**Текст документа:**
============
Реки жизни. Борис Григорьев
свидетельство о смерти деда, выправленное по всей форме:
Для представления в Страхкассу, в крематорий или на кладбище.
СВИДЕТЕЛЬСТВО О СМЕРТИ №17
Гр. З а й ц е в у Т и х о н у И л л а р и о н о в и ч у
(фамилия, имя, отчество)
м а р т… умер …3…числа
…месяца 1944 года, о чём в книге записей актов гражданского состояния за 1944 год произ- ведена соответствующая запись.
Причина смерти: п о р о к с е р д ц а. Место смерти: с. Курапово
(город)
Троекуровский с/совет возраст 58 лет. Зав. Бюро ЗАГС Кононицын
Делопроизводитель К. Ярославцева
Круглая печать: Троекуровский с/совет Лебедянского р-на Рязанской обл.
Клочок бумаги размером 11,5х10 см. В бланке «место смерти» указан только город – других мест для сведения счётов с этой жизнью государством диктатуры пролетариата не предусматривалось. Страхкассы или крематория в селе, естественно, не было в радиусе 400 км, а Кураповское кладбище, слава Богу, покойников принимало без всяких справок. Поэтому и сохранилась эта справка о смерти.
============
[Записи набора данных]
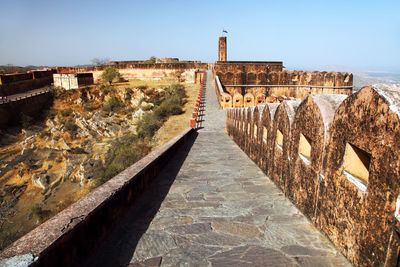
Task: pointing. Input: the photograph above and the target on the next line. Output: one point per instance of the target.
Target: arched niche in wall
(309, 138)
(362, 175)
(280, 145)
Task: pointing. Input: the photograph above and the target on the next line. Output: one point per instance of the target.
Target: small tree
(109, 74)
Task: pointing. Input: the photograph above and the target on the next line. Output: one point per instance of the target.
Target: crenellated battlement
(275, 86)
(337, 158)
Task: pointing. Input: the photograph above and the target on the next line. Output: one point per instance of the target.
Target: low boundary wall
(67, 238)
(337, 158)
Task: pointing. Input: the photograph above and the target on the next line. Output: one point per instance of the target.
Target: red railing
(196, 111)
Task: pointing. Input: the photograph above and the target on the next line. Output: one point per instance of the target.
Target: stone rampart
(67, 238)
(144, 70)
(281, 85)
(337, 157)
(22, 82)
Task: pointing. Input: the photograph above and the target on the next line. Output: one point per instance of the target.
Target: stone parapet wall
(289, 84)
(18, 83)
(67, 238)
(10, 112)
(337, 157)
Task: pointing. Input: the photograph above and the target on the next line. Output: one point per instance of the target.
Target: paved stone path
(214, 207)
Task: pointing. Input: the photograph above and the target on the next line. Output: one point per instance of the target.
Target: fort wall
(11, 111)
(337, 158)
(144, 71)
(288, 84)
(18, 83)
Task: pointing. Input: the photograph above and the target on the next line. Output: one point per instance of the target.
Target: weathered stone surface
(251, 256)
(337, 159)
(211, 213)
(190, 229)
(238, 229)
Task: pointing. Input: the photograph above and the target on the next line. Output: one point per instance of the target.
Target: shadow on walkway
(119, 247)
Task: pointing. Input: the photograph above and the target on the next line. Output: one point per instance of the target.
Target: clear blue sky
(355, 34)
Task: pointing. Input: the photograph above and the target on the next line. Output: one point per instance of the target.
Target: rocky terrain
(86, 137)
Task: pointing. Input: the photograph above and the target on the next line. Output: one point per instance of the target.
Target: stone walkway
(213, 206)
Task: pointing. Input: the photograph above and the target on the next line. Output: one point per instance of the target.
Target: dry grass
(176, 124)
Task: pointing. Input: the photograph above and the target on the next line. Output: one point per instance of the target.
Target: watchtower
(222, 49)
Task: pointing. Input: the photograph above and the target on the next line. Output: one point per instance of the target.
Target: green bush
(112, 104)
(126, 154)
(26, 120)
(70, 126)
(66, 112)
(148, 125)
(90, 107)
(109, 74)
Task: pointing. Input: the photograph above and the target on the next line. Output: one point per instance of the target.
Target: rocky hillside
(86, 137)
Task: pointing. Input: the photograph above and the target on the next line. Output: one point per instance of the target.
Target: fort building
(72, 80)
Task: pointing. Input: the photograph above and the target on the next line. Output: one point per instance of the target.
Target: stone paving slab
(212, 206)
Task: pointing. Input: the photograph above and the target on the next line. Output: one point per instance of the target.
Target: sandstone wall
(144, 71)
(337, 157)
(22, 82)
(288, 84)
(68, 237)
(10, 112)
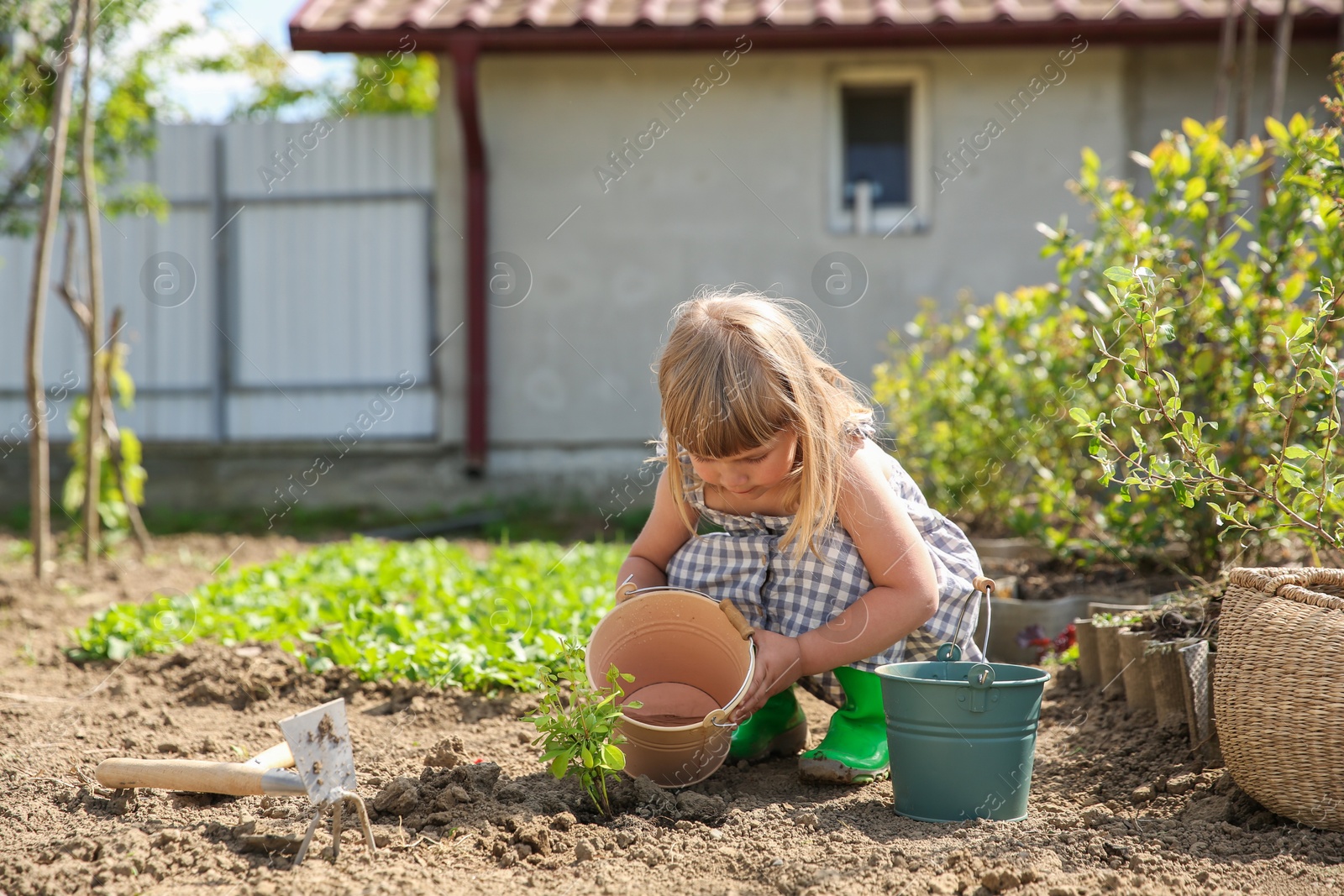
============
**Список заданий:**
[a] Ответьте по отрывку о свидетельстве о смерти деда:
(i) Какой номер у свидетельства о смерти?
(ii) Какой возраст указан в свидетельстве?
(iii) Каков размер клочка бумаги со свидетельством?
[b] Продолжите отрывок о свидетельстве о смерти деда, начав сразу после его последнего предложения.

**Ответы к заданиям:**
[a]
(i) №17.
(ii) 58 лет.
(iii) 11,5х10 см.

[b]
Живого деда Тихона я, помню смутно. Перед глазами мелькает какое-то чернявое, круглое, изрезанное глубокими морщинами и небритое лицо с натруженным прищуренным взглядом, но я не уверен, что это дед. Возможно, это видение навеяно фотографией деда, с которой я познакомился уже после его смерти. Когда я появился в своём кураповском доме, он уже был тяжело болен и не слезал с печи, и я запомнил его усталый лик, бледным пятном выглядывающий из полумрака лежанки. Вот парадокс памяти: физиономия козы Кирки запомнилась очень отчётливо, а лицо деда – извините, смутно…
Вероятно, не менее интересной личностью был и брат дедушки Фёдор. От него никакого потомства, к сожалению, не осталось – он ушёл на фронт холостым. Что-то смутно помню о том, что дед Фёдор во время боёв с белыми якобы столкнулся со своим двоюродным братом, офицером, воевавшим на стороне Колчака. Этот родственник должен был тогда происходить от брата моего прадеда Иллариона, уехавшего в Сибирь за счастьем, обещанным всем безлошадным и безземельным премьер-министром Столыпиным.
К этим смутным сведениям примыкает удивительное событие, испытанное матерью и бабушкой Сашей (Семёнихой) примерно в то же самое время, что и эпизод с глушением рыбы возвращавшимися с войны солдатами. Поздним вечером при свете коптилки мать с бабушкой сидели дома, когда в дверь кто-то постучал. Время было неспокойное и жуткое, так что обе женщины замерли от страха и не могли произнести ни слова. (Я вероятно уже спал, потому что ничего об этом событии не помню). Дверь скрипнула, и, не дождавшись ответа, в избу вошёл молодой мужчина в офицерской форме.
– Здравствуйте.
– Зд… здравствуй-те.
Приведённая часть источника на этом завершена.